| WHAT YOU HAVE TO DO |
Beginning at the line with "x=20, y=496", output each line to the end of the listing below exactly, please.
DATA FOR ANALYSIS START
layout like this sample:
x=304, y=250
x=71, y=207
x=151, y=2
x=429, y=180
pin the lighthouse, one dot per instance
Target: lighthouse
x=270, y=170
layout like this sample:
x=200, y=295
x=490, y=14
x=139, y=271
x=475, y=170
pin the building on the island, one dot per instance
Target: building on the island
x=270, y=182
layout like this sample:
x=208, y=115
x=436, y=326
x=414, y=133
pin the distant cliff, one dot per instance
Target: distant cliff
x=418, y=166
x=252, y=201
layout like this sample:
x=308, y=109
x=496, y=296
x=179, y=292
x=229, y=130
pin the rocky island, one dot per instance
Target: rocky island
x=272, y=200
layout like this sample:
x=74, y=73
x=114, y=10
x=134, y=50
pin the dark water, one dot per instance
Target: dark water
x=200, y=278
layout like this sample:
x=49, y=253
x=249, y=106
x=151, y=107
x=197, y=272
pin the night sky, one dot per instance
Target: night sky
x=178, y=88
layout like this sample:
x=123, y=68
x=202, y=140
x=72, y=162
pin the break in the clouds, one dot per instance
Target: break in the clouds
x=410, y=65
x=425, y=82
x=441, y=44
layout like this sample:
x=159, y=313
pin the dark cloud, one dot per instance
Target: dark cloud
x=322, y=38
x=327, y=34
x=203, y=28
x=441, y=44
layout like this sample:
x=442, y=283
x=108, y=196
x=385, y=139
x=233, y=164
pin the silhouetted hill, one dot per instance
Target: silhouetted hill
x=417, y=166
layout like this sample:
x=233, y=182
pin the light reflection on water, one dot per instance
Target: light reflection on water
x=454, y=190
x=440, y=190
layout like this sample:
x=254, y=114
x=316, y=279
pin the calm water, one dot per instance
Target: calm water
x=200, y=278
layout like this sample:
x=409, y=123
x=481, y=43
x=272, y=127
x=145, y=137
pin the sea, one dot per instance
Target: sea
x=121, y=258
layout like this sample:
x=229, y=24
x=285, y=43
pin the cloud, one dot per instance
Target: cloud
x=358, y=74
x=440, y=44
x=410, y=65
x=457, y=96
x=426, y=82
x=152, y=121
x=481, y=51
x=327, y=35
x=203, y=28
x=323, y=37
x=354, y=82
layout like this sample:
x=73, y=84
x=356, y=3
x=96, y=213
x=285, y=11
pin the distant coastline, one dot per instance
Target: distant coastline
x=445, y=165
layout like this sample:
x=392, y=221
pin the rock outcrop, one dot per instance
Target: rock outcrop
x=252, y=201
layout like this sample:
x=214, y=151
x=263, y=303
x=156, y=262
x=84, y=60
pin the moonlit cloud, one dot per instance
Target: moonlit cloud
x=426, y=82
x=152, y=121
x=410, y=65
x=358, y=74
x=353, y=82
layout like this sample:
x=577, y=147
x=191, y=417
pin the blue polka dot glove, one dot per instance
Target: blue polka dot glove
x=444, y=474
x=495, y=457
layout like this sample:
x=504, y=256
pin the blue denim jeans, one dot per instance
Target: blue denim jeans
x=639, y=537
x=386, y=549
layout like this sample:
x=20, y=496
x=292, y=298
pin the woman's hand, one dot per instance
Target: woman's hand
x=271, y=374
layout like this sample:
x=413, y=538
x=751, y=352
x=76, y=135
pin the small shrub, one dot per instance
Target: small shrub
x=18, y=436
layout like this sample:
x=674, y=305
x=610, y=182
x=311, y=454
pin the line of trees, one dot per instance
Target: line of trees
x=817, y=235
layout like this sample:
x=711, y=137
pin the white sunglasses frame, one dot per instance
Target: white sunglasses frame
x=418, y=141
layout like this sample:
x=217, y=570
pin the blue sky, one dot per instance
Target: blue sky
DATA FOR ANALYSIS END
| WORKED SOLUTION |
x=20, y=496
x=292, y=298
pin the woman's hand, one dot per instance
Target: woman's hand
x=271, y=374
layout like this sample:
x=413, y=538
x=751, y=352
x=76, y=135
pin the small shrub, one dot per instance
Target: small shrub
x=18, y=436
layout like this sample:
x=674, y=305
x=610, y=182
x=311, y=454
pin the line of trees, one dot per instance
Target: line of trees
x=817, y=235
layout like this sample:
x=711, y=137
pin the white sunglasses frame, one dot per instance
Target: white sunglasses frame
x=418, y=141
layout like this sample:
x=217, y=570
pin the blue sky, one dot per instance
Target: blue sky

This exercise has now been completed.